> **What is being asked**
Turn the rows below into a JSON list of strings, one per line, leaving out blank lines and the pictures.

[Object detection data]
BEGIN

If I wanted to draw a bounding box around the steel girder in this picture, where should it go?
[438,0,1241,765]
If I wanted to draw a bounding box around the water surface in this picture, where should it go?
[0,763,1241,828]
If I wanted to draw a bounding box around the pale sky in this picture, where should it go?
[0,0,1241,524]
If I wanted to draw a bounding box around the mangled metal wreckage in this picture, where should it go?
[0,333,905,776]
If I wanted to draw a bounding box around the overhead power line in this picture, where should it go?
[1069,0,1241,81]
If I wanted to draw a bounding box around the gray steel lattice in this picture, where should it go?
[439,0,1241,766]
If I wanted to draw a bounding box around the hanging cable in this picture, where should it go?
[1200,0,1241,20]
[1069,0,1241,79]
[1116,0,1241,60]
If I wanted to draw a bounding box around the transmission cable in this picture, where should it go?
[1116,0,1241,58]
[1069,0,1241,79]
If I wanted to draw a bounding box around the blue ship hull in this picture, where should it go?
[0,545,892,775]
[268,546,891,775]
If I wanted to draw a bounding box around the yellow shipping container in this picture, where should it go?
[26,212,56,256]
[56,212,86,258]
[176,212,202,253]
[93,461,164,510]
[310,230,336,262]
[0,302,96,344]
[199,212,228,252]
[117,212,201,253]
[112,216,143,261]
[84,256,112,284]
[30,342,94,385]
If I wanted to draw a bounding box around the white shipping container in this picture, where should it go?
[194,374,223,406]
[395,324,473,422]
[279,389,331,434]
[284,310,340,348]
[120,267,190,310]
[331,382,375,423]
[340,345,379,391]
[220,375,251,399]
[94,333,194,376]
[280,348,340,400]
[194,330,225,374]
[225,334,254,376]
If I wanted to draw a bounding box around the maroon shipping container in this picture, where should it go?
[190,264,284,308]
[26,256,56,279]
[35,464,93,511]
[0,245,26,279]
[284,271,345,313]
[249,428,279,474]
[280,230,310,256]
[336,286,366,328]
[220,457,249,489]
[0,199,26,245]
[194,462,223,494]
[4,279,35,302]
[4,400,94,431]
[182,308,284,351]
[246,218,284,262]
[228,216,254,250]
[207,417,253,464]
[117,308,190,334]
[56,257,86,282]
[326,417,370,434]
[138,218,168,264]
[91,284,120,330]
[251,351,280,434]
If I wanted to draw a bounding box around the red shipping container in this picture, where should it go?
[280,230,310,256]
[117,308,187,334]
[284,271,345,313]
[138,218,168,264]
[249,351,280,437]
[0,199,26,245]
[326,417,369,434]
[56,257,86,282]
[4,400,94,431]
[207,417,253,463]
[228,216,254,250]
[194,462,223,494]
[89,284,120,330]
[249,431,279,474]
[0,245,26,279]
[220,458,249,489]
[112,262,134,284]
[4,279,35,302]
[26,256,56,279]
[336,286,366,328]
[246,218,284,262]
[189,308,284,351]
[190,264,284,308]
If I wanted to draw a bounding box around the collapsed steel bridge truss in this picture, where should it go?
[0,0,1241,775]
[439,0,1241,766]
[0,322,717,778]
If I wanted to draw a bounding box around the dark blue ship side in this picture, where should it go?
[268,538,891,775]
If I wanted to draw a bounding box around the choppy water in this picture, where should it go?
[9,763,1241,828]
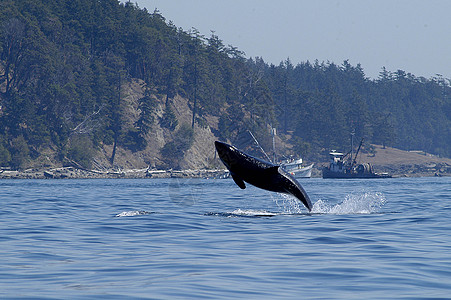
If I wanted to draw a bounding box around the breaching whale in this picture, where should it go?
[215,141,312,211]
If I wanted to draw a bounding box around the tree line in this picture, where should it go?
[0,0,451,168]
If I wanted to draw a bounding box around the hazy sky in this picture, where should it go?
[132,0,451,78]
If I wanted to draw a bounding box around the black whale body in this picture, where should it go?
[215,141,312,211]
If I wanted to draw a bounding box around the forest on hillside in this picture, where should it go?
[0,0,451,168]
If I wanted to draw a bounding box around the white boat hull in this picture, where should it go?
[285,164,313,178]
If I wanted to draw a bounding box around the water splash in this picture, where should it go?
[115,210,151,217]
[273,194,305,214]
[230,208,276,217]
[312,192,387,215]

END

> **Reply**
[
  "If I wanted to draw a bounding box around the steel girder in this picture, where should it go?",
  "[438,0,1241,765]",
  "If I wanted to draw a bounding box around the water surface in this picture, where should it go?",
  "[0,763,1241,828]",
  "If I wanted to draw a bounding box around the pale sky in this picture, where should it go?",
  "[0,0,1241,524]",
  "If I wanted to draw a bounding box around the mangled metal wreckage in this picture, where should it go?",
  "[0,333,905,776]",
  "If I wanted to draw a bounding box around the overhead power line in this picture, where should it go?",
  "[1069,0,1241,81]",
  "If I wanted to draw a bounding box around the gray steel lattice in this picture, where should it go?",
  "[439,0,1241,766]",
  "If I wanted to draw a bounding box around the hanging cable in this picture, where should it go?",
  "[1200,0,1241,20]",
  "[1069,0,1241,79]",
  "[1116,0,1241,60]",
  "If I wanted to draw a bounding box around the transmission cable in this picture, where should it go?",
  "[1116,0,1241,58]",
  "[1069,0,1241,79]",
  "If I wanted to draw a bounding box around the blue ship hull in this picture, where should it go?",
  "[0,545,892,775]",
  "[268,546,891,775]",
  "If I wanted to draw a bounding box around the yellow shipping container in this picture, where should it go?",
  "[26,212,56,256]",
  "[56,212,86,258]",
  "[176,212,202,253]",
  "[93,461,164,510]",
  "[310,230,336,262]",
  "[0,302,96,344]",
  "[199,212,228,252]",
  "[117,212,201,253]",
  "[112,216,143,261]",
  "[84,256,112,284]",
  "[30,342,94,385]",
  "If I wanted to draw a bounding box around the white shipping container in this picture, where should it go?",
  "[194,374,223,406]",
  "[395,324,473,422]",
  "[279,389,331,434]",
  "[284,310,340,348]",
  "[120,267,190,310]",
  "[331,382,375,423]",
  "[340,345,379,391]",
  "[220,375,251,399]",
  "[94,333,194,376]",
  "[280,348,340,400]",
  "[194,330,225,374]",
  "[225,334,254,376]",
  "If I wanted to draw a bounding box around the maroon shipping container in this picture, where should it go?",
  "[190,264,284,308]",
  "[26,256,56,279]",
  "[35,464,93,511]",
  "[0,245,26,279]",
  "[284,271,345,313]",
  "[249,428,279,474]",
  "[280,230,310,256]",
  "[336,286,366,328]",
  "[220,457,249,489]",
  "[0,199,26,245]",
  "[194,462,223,494]",
  "[4,279,35,302]",
  "[4,400,94,431]",
  "[182,308,284,351]",
  "[246,218,284,262]",
  "[228,216,254,250]",
  "[207,417,253,464]",
  "[117,308,190,334]",
  "[56,257,86,282]",
  "[326,417,370,434]",
  "[138,218,168,264]",
  "[91,284,120,330]",
  "[251,351,280,434]",
  "If I wanted to draw a bounding box around the red shipping container in this picture, where should it go?",
  "[280,230,310,256]",
  "[117,308,187,334]",
  "[284,271,345,313]",
  "[138,218,168,264]",
  "[249,351,280,437]",
  "[0,199,26,245]",
  "[326,417,369,434]",
  "[56,257,86,282]",
  "[4,400,94,431]",
  "[207,417,253,463]",
  "[228,216,254,250]",
  "[194,462,223,494]",
  "[89,284,120,330]",
  "[249,431,279,474]",
  "[0,245,26,279]",
  "[220,458,249,489]",
  "[112,262,134,284]",
  "[4,279,35,302]",
  "[26,256,56,279]",
  "[336,286,366,328]",
  "[246,218,284,262]",
  "[189,308,284,351]",
  "[190,264,284,308]",
  "If I wanted to draw a bounding box around the collapsed steel bridge truss in this picture, where should it go?",
  "[0,0,1241,775]",
  "[439,0,1241,766]",
  "[0,322,717,778]",
  "If I wanted to draw a bounding box around the dark blue ship side in this picture, where should it go?",
  "[268,538,891,775]",
  "If I wanted to draw a bounding box around the choppy water in this picture, where should it go?",
  "[9,763,1241,828]",
  "If I wanted to draw a bounding box around the breaching whale in this picture, where should it go?",
  "[215,141,312,211]",
  "If I wanted to draw a bounding box around the tree line in this picture, where should it go?",
  "[0,0,451,168]",
  "If I wanted to draw a bounding box around the hazy sky in this picture, where should it go?",
  "[132,0,451,78]",
  "If I wanted to draw a bounding box around the black whale body in this picture, where should it go?",
  "[215,141,312,211]",
  "If I wanted to draw a bounding box around the forest on hillside in this picture, where should it go?",
  "[0,0,451,168]",
  "If I wanted to draw a bounding box around the white boat hull in this picture, where should it go?",
  "[285,164,313,178]",
  "If I wanted to draw a bounding box around the water splash in this picture, where should it go?",
  "[115,210,151,217]",
  "[273,194,305,214]",
  "[230,208,276,217]",
  "[312,192,387,215]"
]